> [PROBLEM DETAILS] If a line in the records contains the word "positive", count it; state the resulting number and nothing more.

[Saved entries]

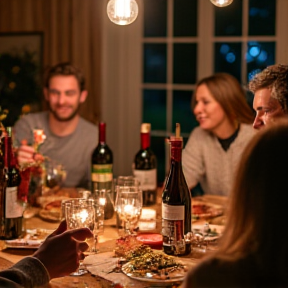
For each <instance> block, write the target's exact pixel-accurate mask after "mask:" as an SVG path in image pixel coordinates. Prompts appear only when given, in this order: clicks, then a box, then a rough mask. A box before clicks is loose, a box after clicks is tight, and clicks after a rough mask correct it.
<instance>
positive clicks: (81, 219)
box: [78, 209, 88, 223]
mask: <svg viewBox="0 0 288 288" xmlns="http://www.w3.org/2000/svg"><path fill="white" fill-rule="evenodd" d="M78 217H79V218H80V220H81V222H82V223H84V222H85V221H86V219H87V218H88V212H87V210H86V209H83V210H82V211H81V212H80V213H79V215H78Z"/></svg>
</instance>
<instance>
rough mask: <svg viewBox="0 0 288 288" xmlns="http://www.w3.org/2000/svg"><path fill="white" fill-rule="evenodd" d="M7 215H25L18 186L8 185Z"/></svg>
mask: <svg viewBox="0 0 288 288" xmlns="http://www.w3.org/2000/svg"><path fill="white" fill-rule="evenodd" d="M5 207H6V209H5V217H6V218H18V217H22V216H23V205H21V203H20V202H19V201H18V199H17V186H15V187H6V201H5Z"/></svg>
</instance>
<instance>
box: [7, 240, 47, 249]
mask: <svg viewBox="0 0 288 288" xmlns="http://www.w3.org/2000/svg"><path fill="white" fill-rule="evenodd" d="M42 242H43V240H26V239H15V240H5V245H6V248H13V249H38V248H39V246H40V244H41V243H42Z"/></svg>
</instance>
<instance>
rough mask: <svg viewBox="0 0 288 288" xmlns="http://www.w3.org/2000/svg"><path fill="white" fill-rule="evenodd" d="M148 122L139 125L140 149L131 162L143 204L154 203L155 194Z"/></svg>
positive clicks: (149, 123) (152, 167) (156, 178)
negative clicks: (141, 193) (147, 122)
mask: <svg viewBox="0 0 288 288" xmlns="http://www.w3.org/2000/svg"><path fill="white" fill-rule="evenodd" d="M150 130H151V124H150V123H142V125H141V133H140V136H141V149H140V150H139V151H138V152H137V154H136V155H135V158H134V163H133V174H134V176H135V177H136V178H137V179H138V180H139V182H140V186H141V189H142V191H143V206H149V205H153V204H155V203H156V196H157V160H156V156H155V154H154V153H153V151H152V149H151V147H150Z"/></svg>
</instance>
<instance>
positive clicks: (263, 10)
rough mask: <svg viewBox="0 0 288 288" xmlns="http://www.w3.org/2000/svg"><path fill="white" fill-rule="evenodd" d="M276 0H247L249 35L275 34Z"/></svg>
mask: <svg viewBox="0 0 288 288" xmlns="http://www.w3.org/2000/svg"><path fill="white" fill-rule="evenodd" d="M275 19H276V1H275V0H261V1H259V0H250V1H249V35H275Z"/></svg>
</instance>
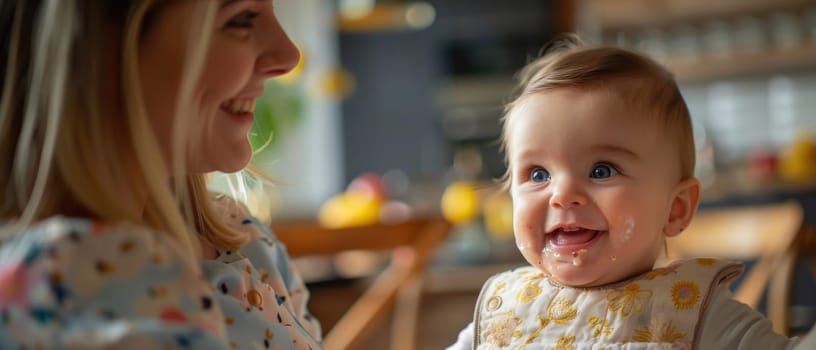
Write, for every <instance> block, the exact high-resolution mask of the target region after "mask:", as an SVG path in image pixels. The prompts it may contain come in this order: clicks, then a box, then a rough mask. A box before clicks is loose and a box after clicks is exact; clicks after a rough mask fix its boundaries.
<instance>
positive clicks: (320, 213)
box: [318, 192, 382, 228]
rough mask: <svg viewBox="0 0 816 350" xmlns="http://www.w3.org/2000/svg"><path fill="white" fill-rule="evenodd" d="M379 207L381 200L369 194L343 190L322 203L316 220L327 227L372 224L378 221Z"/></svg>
mask: <svg viewBox="0 0 816 350" xmlns="http://www.w3.org/2000/svg"><path fill="white" fill-rule="evenodd" d="M381 207H382V201H380V200H376V199H374V198H372V197H371V196H368V195H365V194H360V193H355V192H345V193H341V194H338V195H336V196H334V197H332V198H331V199H329V200H328V201H326V203H323V206H322V207H321V208H320V213H319V215H318V220H319V221H320V223H321V224H322V225H323V226H326V227H328V228H342V227H352V226H366V225H372V224H375V223H377V222H379V220H380V208H381Z"/></svg>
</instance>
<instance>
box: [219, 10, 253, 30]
mask: <svg viewBox="0 0 816 350" xmlns="http://www.w3.org/2000/svg"><path fill="white" fill-rule="evenodd" d="M258 15H259V13H258V12H255V11H244V12H241V13H240V14H238V15H237V16H235V17H233V18H231V19H230V20H229V22H227V27H230V28H252V26H253V24H254V22H255V17H258Z"/></svg>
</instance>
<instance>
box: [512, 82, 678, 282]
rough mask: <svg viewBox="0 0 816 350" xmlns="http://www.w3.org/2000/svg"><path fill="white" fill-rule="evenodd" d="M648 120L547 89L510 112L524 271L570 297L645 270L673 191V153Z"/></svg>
mask: <svg viewBox="0 0 816 350" xmlns="http://www.w3.org/2000/svg"><path fill="white" fill-rule="evenodd" d="M656 119H657V118H655V120H652V118H650V117H649V116H644V115H636V114H635V112H633V111H631V110H627V109H626V108H625V106H624V105H623V104H622V103H620V102H618V101H617V99H615V98H614V97H612V96H611V95H610V94H609V93H606V92H603V91H579V90H573V89H556V90H553V91H549V92H545V93H539V94H536V95H533V96H530V97H527V98H525V99H524V100H522V101H520V103H519V104H518V105H517V106H516V107H515V108H514V109H513V111H512V112H511V115H510V119H509V123H510V124H509V125H508V127H509V129H508V134H507V156H508V160H509V165H510V181H511V187H510V188H511V194H512V197H513V208H514V214H513V215H514V217H513V221H514V231H515V236H516V243H517V244H518V247H519V249H520V250H521V253H522V254H523V255H524V257H525V259H527V261H528V262H530V264H532V265H534V266H537V267H539V268H540V269H542V270H544V271H545V272H547V273H549V274H550V275H551V276H552V277H553V278H554V279H555V280H556V281H558V282H559V283H562V284H565V285H569V286H576V287H579V286H580V287H591V286H599V285H604V284H608V283H611V282H615V281H619V280H623V279H626V278H628V277H631V276H634V275H637V274H639V273H642V272H645V271H648V270H649V269H651V268H652V267H653V265H654V262H655V260H656V259H657V257H658V256H659V254H660V252H661V251H662V249H663V244H664V243H663V239H664V237H663V236H664V233H663V231H664V228H665V227H666V224H667V222H668V220H669V216H670V212H671V210H672V204H673V202H675V197H676V196H677V193H678V186H679V184H680V175H679V174H680V162H679V160H678V156H677V151H676V148H675V147H674V146H673V145H672V144H671V142H670V141H669V139H668V138H667V137H666V135H665V132H664V131H663V127H662V126H661V125H660V124H659V122H658V121H657V120H656ZM674 233H676V232H674Z"/></svg>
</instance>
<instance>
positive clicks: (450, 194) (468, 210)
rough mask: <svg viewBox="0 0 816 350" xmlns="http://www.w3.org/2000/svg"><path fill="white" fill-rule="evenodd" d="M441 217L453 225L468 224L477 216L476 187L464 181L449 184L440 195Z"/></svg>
mask: <svg viewBox="0 0 816 350" xmlns="http://www.w3.org/2000/svg"><path fill="white" fill-rule="evenodd" d="M441 204H442V216H444V217H445V219H446V220H448V221H450V222H451V223H453V224H462V223H465V222H469V221H471V220H473V219H475V218H476V216H477V215H479V195H478V193H476V187H475V186H474V185H473V184H472V183H470V182H466V181H459V182H454V183H452V184H450V185H449V186H448V187H447V188H445V192H444V193H443V194H442V203H441Z"/></svg>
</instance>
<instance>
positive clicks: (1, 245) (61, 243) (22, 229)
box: [0, 216, 169, 251]
mask: <svg viewBox="0 0 816 350" xmlns="http://www.w3.org/2000/svg"><path fill="white" fill-rule="evenodd" d="M2 229H3V231H5V232H4V235H3V237H4V238H5V239H4V240H3V241H2V242H0V251H12V250H21V249H22V248H26V247H35V246H36V247H43V246H48V247H52V246H59V245H65V244H72V245H78V246H82V245H84V244H83V243H84V242H91V241H97V242H98V241H109V240H115V241H118V242H121V243H122V244H121V245H120V246H119V249H120V250H127V251H131V250H133V248H135V247H134V246H133V244H135V243H137V242H136V241H142V242H149V243H153V244H154V245H153V247H154V248H157V247H162V246H165V245H164V244H161V243H163V242H162V241H164V240H169V237H167V236H166V235H163V234H161V233H160V232H158V231H156V230H153V229H151V228H148V227H145V226H141V225H137V224H132V223H113V222H105V221H100V220H94V219H87V218H76V217H64V216H53V217H50V218H47V219H44V220H41V221H39V222H37V223H34V224H31V225H27V226H25V227H15V226H14V224H10V223H9V224H6V225H5V227H2ZM127 238H130V239H131V240H128V239H127ZM93 248H95V249H99V248H101V247H98V246H94V247H93Z"/></svg>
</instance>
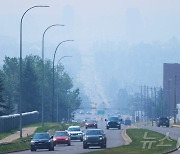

> [COMPLETED EXERCISE] 6